___ EXTRACTED TEXT
Lecture 5

Computation Graphs

We will describe ML models using computation graphs where

Nodes represent variables (values, vectors, matrices)
Edges represent functional dependencies
- i.e. an edge from $x$ to $y$ indicates that $y$ is a function of $x$

Example

The linear regression model, $z = \sum_{i=1}^m a_iw_i+b$ could be represented as:

Feed-Forward Neural Network

Stepping it up, here is a simple Feed-forward Neural Network:

Where:

$L \leftarrow$ $L \leftarrow$ number of layers in the network, where
- layer 1 is the "input layer"
- layer $L$ is the "output layer"
$m\leftarrow$ is the "width" of the network, which can change for each layer
$w_{jk}^l\leftarrow$ is the "weight" of the connection between the $k^{th}$ unit in layer $l-1$ , to the $j^{th}$ unit in layer $l$
$b_j^l\leftarrow$ $b_{j}^{l} \leftarrow$ is the "bias" of the $j^{th}$ $j^{t h}$ unit in layer $l$ $l$
- Note: These appear for every $z$ node, for illustrative purposes I have only shown them on the first bank.
______
YOUR TASK: In the lecture notes on computation graphs, explain why the bias terms are drawn only on the first bank of the feed-forward network. The records that follow are separate material, unrelated to the text.
___ GIVEN DATA
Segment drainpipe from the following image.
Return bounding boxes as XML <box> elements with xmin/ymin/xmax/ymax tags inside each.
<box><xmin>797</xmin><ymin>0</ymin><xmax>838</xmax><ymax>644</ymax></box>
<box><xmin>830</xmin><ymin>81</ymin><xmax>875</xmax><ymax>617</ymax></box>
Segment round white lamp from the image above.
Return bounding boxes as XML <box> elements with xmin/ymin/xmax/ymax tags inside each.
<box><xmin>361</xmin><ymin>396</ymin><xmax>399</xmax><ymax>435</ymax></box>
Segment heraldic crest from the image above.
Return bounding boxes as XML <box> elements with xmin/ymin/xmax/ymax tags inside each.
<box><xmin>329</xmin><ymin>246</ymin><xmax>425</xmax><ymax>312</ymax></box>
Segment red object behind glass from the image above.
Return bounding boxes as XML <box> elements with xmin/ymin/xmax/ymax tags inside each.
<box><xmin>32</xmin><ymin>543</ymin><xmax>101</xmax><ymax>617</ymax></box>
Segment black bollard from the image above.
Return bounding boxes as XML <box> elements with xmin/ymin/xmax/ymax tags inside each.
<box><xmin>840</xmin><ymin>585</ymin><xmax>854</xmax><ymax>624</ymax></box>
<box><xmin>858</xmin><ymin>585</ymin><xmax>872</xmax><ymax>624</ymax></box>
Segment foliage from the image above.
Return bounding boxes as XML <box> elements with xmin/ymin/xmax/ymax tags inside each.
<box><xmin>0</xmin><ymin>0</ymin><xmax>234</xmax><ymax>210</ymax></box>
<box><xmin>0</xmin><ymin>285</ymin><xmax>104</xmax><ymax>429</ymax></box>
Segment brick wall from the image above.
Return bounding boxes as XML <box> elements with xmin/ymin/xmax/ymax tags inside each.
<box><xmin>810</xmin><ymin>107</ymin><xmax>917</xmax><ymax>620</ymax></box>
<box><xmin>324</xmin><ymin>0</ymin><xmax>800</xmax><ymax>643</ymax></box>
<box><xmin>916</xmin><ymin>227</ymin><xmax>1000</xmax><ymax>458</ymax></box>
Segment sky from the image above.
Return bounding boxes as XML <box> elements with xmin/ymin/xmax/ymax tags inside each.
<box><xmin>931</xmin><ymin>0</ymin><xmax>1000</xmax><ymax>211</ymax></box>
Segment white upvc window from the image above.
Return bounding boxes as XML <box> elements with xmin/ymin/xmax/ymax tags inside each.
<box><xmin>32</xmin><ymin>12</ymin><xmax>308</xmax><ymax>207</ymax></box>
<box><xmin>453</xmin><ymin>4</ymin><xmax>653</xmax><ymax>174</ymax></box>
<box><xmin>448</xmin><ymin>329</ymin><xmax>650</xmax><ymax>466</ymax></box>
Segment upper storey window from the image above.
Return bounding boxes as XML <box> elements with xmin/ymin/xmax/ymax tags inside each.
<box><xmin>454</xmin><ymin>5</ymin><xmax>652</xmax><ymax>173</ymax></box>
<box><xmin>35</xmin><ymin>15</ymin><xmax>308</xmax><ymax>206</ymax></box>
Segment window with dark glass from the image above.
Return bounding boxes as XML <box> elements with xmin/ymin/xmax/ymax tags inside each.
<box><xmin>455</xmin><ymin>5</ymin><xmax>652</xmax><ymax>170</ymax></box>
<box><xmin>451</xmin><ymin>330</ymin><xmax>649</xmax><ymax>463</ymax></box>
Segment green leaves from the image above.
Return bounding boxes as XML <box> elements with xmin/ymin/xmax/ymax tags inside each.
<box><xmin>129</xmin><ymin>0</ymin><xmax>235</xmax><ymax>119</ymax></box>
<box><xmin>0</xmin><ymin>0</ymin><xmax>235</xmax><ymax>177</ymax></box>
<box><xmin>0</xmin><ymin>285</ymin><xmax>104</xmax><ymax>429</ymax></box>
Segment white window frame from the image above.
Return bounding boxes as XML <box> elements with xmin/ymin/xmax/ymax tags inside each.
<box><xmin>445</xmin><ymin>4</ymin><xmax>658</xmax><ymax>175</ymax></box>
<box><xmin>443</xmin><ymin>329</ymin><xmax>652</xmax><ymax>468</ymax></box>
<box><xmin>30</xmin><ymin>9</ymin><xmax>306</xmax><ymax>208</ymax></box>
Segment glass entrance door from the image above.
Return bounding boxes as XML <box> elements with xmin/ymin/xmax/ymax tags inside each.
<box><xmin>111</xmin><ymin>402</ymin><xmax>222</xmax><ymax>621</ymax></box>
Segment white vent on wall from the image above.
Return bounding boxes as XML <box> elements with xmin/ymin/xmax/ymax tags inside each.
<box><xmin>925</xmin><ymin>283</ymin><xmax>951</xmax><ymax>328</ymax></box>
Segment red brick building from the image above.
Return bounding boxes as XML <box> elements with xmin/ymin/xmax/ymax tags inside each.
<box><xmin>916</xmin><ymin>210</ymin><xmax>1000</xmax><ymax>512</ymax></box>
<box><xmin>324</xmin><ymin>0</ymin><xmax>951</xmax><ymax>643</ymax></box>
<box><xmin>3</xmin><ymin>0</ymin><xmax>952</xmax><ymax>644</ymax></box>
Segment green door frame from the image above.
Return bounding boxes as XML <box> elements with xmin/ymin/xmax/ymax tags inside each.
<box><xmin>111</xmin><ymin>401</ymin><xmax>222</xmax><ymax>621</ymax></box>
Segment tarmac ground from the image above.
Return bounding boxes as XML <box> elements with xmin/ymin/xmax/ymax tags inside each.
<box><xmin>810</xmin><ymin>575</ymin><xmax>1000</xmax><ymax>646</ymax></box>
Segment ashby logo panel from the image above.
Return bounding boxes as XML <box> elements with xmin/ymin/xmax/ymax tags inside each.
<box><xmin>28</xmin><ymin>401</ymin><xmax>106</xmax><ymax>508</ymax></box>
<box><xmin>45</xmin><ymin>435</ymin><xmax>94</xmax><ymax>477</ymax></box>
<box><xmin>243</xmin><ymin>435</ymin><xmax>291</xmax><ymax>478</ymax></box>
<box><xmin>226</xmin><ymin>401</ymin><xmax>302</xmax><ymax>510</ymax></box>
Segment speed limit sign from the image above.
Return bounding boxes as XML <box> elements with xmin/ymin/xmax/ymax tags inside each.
______
RESPONSE TO THIS TASK: The bias terms actually belong to every $z$ node in the network. They are drawn only on the first bank for illustrative purposes.